- [Written request] Reproduce word for word the lines below, starting with the line that contains "Where can the snow bank" and going on through the end of the records.

[Start]

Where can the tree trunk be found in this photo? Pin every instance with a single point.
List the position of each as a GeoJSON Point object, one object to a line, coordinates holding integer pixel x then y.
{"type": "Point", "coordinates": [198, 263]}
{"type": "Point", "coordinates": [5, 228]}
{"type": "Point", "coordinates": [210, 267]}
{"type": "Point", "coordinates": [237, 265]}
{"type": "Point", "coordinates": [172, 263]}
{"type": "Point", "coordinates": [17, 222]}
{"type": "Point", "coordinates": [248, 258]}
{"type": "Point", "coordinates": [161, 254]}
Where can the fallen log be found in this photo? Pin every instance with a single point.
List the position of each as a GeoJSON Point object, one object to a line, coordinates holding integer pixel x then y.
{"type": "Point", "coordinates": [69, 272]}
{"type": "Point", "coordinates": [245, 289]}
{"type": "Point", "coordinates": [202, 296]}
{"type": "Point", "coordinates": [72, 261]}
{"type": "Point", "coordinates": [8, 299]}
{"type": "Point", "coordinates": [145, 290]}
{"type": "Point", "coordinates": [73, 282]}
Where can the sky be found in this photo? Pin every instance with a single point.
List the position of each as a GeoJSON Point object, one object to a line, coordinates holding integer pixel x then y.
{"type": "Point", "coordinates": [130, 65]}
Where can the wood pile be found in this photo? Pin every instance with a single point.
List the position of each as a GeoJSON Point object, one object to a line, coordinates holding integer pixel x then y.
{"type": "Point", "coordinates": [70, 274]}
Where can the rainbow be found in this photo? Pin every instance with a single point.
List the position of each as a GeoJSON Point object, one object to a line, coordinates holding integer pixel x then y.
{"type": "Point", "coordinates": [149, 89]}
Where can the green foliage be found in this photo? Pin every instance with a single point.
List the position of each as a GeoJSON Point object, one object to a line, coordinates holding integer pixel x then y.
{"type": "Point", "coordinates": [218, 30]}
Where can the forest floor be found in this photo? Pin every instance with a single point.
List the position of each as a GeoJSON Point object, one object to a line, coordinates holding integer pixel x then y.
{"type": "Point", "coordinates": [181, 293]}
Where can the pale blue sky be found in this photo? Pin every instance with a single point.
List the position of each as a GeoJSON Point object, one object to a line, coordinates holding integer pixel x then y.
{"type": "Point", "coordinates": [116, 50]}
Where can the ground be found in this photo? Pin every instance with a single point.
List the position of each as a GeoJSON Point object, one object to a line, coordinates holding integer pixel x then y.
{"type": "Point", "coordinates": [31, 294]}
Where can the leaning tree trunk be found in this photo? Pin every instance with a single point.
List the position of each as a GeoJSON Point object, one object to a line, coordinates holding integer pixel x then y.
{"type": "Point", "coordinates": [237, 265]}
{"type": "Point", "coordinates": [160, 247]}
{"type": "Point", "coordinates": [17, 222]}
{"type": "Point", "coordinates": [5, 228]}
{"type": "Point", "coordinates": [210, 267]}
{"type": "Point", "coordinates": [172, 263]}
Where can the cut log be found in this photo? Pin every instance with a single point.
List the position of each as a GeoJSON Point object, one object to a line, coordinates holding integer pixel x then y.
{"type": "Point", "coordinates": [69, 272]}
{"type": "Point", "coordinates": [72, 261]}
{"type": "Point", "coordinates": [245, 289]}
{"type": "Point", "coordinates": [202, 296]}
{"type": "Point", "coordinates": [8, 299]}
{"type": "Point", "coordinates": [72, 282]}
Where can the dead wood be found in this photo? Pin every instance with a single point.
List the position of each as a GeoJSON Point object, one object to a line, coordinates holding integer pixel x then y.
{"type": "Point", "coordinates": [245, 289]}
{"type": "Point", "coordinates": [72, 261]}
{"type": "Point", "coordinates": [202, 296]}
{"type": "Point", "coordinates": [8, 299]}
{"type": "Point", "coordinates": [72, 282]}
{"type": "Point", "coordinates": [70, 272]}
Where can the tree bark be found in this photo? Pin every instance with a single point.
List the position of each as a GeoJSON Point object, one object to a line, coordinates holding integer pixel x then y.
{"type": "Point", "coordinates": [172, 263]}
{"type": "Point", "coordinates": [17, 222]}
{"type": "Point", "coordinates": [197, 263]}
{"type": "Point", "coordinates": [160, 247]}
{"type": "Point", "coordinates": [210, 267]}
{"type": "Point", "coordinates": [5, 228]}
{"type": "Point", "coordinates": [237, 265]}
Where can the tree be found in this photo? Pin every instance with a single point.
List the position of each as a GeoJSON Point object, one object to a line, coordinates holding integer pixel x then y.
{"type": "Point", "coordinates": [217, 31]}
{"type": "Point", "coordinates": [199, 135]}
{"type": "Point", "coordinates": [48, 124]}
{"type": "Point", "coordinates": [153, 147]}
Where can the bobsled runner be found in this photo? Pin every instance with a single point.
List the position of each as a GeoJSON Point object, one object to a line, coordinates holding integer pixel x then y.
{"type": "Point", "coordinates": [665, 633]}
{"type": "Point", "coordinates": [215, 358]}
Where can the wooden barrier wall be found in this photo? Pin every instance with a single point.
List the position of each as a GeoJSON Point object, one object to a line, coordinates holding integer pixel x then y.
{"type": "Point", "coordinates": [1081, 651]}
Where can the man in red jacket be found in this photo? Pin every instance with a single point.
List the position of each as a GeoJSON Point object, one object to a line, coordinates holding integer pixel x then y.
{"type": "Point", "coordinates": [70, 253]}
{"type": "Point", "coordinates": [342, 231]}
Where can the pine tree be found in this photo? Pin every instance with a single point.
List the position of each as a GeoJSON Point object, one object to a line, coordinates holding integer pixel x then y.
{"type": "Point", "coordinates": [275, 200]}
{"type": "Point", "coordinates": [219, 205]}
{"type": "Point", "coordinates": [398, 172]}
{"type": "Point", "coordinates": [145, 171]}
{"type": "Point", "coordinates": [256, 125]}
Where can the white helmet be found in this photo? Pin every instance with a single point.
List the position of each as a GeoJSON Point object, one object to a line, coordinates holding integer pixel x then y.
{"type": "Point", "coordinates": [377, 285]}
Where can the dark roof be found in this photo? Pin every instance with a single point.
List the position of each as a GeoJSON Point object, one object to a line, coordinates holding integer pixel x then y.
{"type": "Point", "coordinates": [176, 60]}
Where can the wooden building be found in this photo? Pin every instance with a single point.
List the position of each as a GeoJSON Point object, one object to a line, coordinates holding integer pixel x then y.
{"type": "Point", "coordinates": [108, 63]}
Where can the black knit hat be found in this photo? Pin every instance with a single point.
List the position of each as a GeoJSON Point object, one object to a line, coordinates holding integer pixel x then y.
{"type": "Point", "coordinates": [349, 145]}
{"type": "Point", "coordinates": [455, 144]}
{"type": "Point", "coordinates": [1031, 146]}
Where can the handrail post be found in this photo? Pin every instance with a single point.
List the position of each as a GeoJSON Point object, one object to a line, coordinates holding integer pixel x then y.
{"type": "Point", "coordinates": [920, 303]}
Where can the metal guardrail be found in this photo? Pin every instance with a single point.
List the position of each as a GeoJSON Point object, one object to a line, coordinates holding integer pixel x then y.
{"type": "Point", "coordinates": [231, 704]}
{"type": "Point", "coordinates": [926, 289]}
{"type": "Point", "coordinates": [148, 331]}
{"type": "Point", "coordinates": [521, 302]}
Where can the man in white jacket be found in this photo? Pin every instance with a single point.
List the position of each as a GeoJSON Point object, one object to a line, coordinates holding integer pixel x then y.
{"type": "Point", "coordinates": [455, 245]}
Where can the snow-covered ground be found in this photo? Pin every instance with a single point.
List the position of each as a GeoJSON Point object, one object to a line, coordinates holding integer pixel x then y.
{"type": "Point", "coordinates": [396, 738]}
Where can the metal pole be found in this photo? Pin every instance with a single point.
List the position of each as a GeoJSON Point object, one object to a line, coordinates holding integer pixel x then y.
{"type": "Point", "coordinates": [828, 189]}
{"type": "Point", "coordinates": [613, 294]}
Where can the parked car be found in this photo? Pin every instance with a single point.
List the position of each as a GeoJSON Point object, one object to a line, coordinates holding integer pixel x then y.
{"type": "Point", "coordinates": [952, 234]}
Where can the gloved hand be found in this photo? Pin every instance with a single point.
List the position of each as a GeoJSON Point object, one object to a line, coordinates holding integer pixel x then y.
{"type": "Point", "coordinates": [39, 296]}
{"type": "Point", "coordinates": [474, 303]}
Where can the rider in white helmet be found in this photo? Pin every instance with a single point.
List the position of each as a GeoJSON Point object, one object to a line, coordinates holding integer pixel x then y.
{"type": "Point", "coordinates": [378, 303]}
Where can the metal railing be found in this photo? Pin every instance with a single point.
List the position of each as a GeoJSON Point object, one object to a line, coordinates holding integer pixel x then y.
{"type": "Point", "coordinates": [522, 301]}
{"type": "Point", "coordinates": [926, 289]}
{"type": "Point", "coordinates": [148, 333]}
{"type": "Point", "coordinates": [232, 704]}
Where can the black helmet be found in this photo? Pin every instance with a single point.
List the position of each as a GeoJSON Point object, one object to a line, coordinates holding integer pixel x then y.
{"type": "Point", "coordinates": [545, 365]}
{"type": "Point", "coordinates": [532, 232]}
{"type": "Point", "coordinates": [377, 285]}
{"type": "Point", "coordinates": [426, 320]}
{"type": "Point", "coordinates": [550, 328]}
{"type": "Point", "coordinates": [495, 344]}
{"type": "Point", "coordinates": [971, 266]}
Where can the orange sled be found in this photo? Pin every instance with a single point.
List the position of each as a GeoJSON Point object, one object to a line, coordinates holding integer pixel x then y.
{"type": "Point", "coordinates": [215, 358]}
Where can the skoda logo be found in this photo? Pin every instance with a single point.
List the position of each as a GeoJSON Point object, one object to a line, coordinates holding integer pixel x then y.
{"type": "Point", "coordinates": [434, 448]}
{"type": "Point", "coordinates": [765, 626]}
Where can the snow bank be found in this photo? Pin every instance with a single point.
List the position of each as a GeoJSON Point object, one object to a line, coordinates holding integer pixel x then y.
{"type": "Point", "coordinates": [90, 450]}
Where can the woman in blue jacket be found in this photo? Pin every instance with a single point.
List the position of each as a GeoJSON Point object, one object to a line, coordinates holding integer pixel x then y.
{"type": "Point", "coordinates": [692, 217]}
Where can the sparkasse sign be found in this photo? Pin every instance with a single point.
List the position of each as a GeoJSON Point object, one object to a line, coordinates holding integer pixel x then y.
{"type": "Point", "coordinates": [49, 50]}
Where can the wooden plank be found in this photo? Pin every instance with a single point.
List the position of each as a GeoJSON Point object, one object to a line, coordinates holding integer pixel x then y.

[End]

- [Exercise output]
Where can the snow bank be found in this photo? Pin every instance with a single point.
List the position of each as a GeoJSON Point object, one object to a line, coordinates holding integer pixel x then y.
{"type": "Point", "coordinates": [90, 450]}
Where can the woman in blue jacket be found in this photo? Pin every instance with a single point.
List the position of each as a GeoJSON Point object, one object to a line, coordinates holding integer pixel x then y.
{"type": "Point", "coordinates": [692, 217]}
Where can the sparkasse sign be found in this photo? Pin every instance with a single point.
List the position of each as a GeoJSON Point object, one object to a line, coordinates holding integer pixel x then y.
{"type": "Point", "coordinates": [49, 50]}
Where can the wooden plank be found in this photo? Pin every instance with a single point.
List the position of each as a GeoJSON Point object, one object to a line, coordinates holding integer pixel x then y.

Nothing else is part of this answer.